***** Extracted entries

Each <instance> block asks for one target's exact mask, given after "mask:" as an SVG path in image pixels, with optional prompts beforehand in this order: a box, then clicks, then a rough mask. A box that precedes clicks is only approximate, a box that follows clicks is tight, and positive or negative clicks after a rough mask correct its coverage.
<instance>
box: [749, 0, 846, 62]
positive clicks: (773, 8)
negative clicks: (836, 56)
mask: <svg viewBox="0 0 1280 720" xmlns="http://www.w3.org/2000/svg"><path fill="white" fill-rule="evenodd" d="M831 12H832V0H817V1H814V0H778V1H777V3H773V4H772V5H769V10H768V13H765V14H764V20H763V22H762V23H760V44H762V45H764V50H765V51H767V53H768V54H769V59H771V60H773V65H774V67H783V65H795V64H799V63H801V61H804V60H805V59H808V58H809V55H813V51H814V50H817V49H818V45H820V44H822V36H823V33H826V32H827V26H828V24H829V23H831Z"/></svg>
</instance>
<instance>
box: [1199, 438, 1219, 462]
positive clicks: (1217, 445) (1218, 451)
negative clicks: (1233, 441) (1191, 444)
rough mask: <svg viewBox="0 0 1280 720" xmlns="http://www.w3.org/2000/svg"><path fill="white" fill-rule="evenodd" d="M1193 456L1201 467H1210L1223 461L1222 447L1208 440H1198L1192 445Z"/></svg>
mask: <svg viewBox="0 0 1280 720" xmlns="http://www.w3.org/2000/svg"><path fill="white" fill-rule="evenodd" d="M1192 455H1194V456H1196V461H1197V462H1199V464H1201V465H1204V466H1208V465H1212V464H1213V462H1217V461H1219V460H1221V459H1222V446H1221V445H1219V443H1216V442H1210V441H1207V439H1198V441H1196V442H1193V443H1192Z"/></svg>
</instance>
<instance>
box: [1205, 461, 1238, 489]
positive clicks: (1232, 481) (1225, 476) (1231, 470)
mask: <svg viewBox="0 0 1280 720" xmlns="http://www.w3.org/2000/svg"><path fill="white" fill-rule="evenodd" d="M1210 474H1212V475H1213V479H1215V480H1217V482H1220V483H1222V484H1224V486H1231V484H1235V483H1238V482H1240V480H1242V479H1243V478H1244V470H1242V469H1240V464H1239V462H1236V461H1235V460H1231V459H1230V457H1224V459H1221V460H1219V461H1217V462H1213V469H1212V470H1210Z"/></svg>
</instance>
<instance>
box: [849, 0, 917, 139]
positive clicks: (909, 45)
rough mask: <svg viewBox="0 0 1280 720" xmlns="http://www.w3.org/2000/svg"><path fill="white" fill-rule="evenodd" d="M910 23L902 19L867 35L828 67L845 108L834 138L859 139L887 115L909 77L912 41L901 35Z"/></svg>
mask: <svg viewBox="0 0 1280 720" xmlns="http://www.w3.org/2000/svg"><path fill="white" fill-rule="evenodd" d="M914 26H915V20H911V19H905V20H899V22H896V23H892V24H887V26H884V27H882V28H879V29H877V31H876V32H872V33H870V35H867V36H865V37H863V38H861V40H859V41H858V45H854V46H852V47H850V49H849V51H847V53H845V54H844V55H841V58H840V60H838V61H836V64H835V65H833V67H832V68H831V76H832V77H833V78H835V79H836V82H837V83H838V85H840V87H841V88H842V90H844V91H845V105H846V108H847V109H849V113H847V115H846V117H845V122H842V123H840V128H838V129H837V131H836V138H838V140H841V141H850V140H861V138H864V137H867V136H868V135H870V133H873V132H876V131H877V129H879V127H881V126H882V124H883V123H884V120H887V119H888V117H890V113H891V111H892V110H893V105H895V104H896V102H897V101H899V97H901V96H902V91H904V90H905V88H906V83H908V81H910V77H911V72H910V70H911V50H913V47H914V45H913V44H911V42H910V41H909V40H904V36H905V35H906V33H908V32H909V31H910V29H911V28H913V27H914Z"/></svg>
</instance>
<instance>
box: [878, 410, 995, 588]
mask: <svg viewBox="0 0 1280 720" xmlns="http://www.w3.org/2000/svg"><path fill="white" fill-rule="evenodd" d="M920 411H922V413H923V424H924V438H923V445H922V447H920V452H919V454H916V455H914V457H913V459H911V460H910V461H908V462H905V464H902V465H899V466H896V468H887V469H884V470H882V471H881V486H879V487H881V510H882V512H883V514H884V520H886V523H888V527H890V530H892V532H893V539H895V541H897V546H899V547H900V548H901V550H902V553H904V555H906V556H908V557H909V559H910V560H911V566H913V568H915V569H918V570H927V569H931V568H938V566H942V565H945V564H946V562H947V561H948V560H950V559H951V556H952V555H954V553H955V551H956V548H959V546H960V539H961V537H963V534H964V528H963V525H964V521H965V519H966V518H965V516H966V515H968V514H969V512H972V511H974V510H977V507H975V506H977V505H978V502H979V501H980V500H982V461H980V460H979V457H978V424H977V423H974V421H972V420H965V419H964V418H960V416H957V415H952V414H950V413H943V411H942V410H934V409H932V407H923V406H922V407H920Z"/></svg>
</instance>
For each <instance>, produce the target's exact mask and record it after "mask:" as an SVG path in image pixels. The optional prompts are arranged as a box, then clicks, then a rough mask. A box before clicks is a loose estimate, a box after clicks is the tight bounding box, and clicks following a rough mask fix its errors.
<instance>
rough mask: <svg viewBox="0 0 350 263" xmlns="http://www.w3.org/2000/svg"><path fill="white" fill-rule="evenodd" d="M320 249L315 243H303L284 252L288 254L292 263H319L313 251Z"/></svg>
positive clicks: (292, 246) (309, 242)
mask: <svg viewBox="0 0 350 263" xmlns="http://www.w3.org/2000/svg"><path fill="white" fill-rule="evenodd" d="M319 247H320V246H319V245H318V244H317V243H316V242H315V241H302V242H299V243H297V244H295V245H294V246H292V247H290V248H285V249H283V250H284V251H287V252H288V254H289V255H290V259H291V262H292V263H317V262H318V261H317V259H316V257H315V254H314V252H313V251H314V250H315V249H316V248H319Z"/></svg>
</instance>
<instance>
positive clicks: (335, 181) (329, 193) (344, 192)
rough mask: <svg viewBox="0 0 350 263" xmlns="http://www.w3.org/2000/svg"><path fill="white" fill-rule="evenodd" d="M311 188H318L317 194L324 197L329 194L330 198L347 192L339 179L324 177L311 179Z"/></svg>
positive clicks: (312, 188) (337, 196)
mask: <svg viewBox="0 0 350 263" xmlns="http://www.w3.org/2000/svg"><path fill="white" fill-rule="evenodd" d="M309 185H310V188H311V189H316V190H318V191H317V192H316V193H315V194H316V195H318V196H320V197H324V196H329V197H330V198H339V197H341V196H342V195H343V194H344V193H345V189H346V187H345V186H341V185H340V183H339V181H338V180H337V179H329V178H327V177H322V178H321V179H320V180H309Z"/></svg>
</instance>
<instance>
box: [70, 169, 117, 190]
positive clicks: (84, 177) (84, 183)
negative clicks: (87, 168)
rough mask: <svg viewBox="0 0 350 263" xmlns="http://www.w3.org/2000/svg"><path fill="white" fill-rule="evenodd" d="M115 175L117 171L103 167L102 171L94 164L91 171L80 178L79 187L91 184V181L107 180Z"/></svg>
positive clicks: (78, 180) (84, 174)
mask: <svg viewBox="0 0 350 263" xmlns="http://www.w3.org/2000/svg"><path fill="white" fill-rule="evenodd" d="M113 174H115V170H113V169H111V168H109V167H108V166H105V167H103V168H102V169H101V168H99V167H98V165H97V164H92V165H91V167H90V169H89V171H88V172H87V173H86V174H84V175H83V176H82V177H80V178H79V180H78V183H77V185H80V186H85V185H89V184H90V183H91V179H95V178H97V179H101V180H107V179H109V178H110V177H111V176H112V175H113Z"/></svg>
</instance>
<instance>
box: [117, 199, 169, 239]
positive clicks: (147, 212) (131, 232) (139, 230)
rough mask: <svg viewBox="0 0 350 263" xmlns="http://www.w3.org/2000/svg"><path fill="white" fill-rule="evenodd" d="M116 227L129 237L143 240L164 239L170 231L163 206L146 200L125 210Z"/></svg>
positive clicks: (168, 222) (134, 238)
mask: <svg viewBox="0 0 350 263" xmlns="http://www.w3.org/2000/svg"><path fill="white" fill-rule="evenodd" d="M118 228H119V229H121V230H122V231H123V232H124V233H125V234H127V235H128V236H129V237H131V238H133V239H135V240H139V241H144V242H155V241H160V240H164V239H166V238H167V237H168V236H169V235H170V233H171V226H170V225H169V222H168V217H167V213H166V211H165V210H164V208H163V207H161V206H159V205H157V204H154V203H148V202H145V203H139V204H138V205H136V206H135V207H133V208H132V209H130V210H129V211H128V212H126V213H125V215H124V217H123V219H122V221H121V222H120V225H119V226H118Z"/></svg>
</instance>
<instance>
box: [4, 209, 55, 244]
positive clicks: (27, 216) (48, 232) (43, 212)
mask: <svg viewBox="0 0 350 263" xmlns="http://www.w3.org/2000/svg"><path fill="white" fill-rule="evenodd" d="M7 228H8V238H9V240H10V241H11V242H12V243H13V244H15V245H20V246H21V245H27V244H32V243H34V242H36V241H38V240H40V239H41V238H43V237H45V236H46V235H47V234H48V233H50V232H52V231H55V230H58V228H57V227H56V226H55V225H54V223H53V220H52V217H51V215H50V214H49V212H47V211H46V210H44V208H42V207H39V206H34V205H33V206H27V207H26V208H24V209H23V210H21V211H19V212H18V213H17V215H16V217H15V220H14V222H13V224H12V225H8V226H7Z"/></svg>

**********

As listed above, the lines from the line with "positive clicks: (84, 177) (84, 183)" to the line with "175L117 171L103 167L102" are to be echoed exactly, with both ends included and nothing added.

### [Result of the task]
positive clicks: (84, 177) (84, 183)
negative clicks: (87, 168)
rough mask: <svg viewBox="0 0 350 263" xmlns="http://www.w3.org/2000/svg"><path fill="white" fill-rule="evenodd" d="M115 175L117 171L103 167L102 171L94 164L91 171L80 178L79 187L91 184V181L107 180Z"/></svg>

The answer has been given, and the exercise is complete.